## Texto apresentado
Não bastasse uma pandemia ser um evento apavorante e potencialmente traumático em si, no caso do Brasil, temos desafios adicionais. Houve o azar ou o castigo de o Poder Executivo ser exercido por um governo anticientífico, apologista da tortura e da ditadura militar, influente e influenciado por redes de poder paralelo, disseminador de notícias falsas e (como vem demonstrando a CPI) com indícios de corrupção do tamanho de uma manada de paquidermes. O drama é que (ainda) recebe apoio estratégico de setores importantes da economia, do Poder Legislativo, das forças de segurança, de instituições religiosas e de uma parcela despolitizada da população. Um combo perigoso e danoso que desde o início da pandemia se negou a acatar as recomendações dos órgãos internacionais de saúde, apostando ora na inexistência, ora na inefetividade do vírus ou em estratégias, medicamentos e tratamentos sem qualquer comprovação científica para o enfrentamento da patologia causadora da pandemia.
Toda essa rede de apoio, crenças, ações e omissões deu sustentação ao preterimento da compra antecipada de vacinas, atrasando a campanha de vacinação e destruindo a possibilidade de milhares de brasileiros continuarem vivos. Embora muitos de nós tenhamos naturalizado a civilização pandêmica e estejamos anestesiados, milhares de brasileiros continuam morrendo semanalmente.
As perdas têm sido tantas, em tão curto espaço de tempo e em dada circunstância social (“não podemos parar ou desacelerar!”) que a sociedade não tem tido condições adequadas, temporal e simbolicamente, de processá-las. É como se o caminho natural do luto estivesse interditado. Há muitas famílias que perderam vários parentes, por exemplo. Mas a perda à que se refere o conceito de luto não é apenas de pessoas, como explica Freud. Há perdas de ideais, de esperanças, de valores, de crenças e até mesmo da ideia de um país. Ainda há Brasil ou haverá Brasil depois disso?

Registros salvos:
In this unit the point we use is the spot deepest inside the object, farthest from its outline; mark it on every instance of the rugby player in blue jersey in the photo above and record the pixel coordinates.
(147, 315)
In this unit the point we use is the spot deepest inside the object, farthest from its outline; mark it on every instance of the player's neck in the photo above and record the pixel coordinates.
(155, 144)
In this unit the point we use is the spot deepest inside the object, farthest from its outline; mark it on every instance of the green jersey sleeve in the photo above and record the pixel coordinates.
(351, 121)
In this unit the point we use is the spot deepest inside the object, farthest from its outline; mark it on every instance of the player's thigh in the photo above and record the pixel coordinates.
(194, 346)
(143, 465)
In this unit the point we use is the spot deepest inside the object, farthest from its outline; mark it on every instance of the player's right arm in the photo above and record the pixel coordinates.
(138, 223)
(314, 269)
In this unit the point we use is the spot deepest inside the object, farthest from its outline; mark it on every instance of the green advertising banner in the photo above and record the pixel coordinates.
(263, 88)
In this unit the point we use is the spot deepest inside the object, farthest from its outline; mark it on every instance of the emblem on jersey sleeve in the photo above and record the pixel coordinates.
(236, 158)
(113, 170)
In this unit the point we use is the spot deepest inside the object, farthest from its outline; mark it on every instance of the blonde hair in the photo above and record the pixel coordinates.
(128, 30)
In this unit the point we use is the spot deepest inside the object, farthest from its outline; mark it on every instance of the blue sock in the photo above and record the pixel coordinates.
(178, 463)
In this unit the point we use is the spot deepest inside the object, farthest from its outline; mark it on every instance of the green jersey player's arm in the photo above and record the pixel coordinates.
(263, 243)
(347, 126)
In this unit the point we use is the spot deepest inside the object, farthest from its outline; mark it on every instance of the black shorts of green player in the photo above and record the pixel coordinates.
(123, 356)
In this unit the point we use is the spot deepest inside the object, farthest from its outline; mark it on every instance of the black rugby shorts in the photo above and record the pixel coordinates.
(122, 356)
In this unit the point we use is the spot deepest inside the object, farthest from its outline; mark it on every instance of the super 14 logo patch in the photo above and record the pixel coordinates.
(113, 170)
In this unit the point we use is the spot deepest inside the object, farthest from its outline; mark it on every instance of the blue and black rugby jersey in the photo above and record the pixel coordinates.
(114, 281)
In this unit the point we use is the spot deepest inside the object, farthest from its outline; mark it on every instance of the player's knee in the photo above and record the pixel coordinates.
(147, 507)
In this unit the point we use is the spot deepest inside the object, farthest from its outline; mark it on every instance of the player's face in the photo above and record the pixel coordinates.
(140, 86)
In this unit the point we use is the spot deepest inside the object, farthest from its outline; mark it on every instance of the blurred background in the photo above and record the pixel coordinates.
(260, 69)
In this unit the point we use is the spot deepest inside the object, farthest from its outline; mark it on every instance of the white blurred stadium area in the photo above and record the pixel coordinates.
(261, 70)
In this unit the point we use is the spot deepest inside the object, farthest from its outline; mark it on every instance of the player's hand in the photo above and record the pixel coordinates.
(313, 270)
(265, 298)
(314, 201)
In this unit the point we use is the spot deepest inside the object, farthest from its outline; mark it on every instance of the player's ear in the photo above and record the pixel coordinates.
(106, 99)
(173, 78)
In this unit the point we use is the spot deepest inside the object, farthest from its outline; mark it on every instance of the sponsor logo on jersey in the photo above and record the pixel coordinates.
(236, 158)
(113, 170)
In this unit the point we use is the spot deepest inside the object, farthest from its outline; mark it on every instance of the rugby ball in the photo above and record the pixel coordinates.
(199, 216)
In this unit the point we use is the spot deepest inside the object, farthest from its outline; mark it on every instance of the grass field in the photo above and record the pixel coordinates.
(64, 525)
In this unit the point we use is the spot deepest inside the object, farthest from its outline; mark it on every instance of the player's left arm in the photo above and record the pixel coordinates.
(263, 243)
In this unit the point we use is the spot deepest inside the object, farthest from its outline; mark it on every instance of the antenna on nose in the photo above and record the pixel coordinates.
* * *
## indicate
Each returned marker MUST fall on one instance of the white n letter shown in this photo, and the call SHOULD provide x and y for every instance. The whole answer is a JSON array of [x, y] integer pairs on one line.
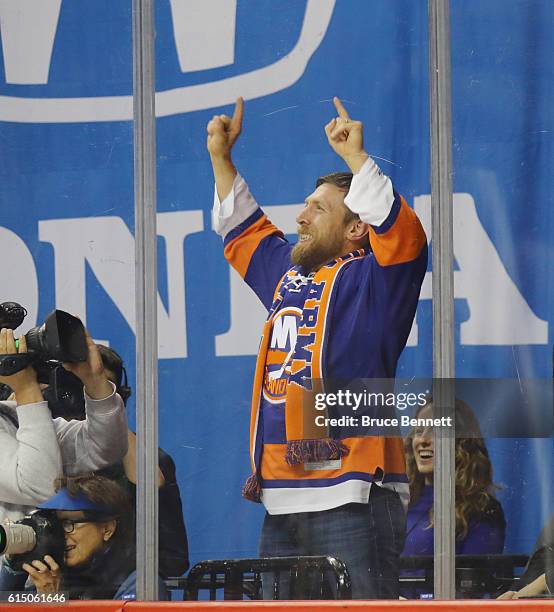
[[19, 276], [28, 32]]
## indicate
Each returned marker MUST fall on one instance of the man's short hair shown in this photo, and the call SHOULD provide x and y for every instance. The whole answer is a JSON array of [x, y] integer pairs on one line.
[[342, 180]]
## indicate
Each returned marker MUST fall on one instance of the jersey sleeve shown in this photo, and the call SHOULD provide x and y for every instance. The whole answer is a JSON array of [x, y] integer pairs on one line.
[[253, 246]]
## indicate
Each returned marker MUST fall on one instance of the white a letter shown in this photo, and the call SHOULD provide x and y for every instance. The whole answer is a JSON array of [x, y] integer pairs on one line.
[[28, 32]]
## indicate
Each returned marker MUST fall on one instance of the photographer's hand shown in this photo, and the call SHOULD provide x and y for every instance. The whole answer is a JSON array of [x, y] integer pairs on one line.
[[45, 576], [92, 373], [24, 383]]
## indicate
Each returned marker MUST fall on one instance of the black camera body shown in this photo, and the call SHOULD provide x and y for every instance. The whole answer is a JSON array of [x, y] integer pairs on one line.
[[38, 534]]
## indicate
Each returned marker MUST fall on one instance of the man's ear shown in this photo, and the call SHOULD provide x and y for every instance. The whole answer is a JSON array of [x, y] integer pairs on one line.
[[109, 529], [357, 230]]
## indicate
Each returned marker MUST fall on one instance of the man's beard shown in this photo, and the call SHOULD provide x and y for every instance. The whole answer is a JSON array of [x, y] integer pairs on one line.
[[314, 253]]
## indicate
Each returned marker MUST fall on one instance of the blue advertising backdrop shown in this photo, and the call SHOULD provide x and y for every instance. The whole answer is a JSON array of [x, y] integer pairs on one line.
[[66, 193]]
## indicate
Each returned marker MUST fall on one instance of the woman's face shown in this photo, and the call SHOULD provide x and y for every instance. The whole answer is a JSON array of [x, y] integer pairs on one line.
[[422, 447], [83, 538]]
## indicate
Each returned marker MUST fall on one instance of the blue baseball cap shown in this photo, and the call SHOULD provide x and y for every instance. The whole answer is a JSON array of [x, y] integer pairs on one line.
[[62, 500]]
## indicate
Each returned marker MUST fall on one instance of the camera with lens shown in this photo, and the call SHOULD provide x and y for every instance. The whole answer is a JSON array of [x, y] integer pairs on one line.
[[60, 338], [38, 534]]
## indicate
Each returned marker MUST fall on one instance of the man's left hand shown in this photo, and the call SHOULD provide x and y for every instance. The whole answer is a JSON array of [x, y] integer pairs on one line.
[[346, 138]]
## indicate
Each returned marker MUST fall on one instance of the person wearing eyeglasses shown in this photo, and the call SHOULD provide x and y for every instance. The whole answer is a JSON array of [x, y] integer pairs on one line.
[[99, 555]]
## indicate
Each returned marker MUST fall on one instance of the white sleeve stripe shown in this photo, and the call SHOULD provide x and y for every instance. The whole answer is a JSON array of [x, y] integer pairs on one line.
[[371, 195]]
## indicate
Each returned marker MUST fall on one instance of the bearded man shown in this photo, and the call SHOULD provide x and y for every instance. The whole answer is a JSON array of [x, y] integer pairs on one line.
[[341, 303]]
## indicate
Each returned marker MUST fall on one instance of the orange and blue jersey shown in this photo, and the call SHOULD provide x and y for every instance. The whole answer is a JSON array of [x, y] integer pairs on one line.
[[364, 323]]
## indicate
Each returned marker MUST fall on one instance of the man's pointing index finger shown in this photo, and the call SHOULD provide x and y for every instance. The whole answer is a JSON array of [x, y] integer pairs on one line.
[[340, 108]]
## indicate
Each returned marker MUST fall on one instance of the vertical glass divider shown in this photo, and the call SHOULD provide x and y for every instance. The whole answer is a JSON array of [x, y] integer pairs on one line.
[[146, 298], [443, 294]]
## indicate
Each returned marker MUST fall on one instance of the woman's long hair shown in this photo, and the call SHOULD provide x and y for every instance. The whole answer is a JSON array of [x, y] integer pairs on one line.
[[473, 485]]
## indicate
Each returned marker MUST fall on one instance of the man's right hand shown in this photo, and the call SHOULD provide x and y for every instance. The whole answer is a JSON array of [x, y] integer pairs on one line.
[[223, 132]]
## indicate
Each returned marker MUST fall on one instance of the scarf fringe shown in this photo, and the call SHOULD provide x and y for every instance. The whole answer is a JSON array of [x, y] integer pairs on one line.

## Explorando o material
(1) Liste todos os setores e grupos dos quais, segundo o texto sobre a pandemia no Brasil, o governo (ainda) recebe apoio estratégico.
(2) Reescreva o trecho do texto sobre a pandemia no Brasil de "Toda essa rede" a "continuam morrendo semanalmente.", substituindo "vacinas" por "imunizantes".

## Respostas das atividades
(1)
- Setores importantes da economia
- O Poder Legislativo
- As forças de segurança
- Instituições religiosas
- Uma parcela despolitizada da população

(2)
Toda essa rede de apoio, crenças, ações e omissões deu sustentação ao preterimento da compra antecipada de imunizantes, atrasando a campanha de vacinação e destruindo a possibilidade de milhares de brasileiros continuarem vivos. Embora muitos de nós tenhamos naturalizado a civilização pandêmica e estejamos anestesiados, milhares de brasileiros continuam morrendo semanalmente.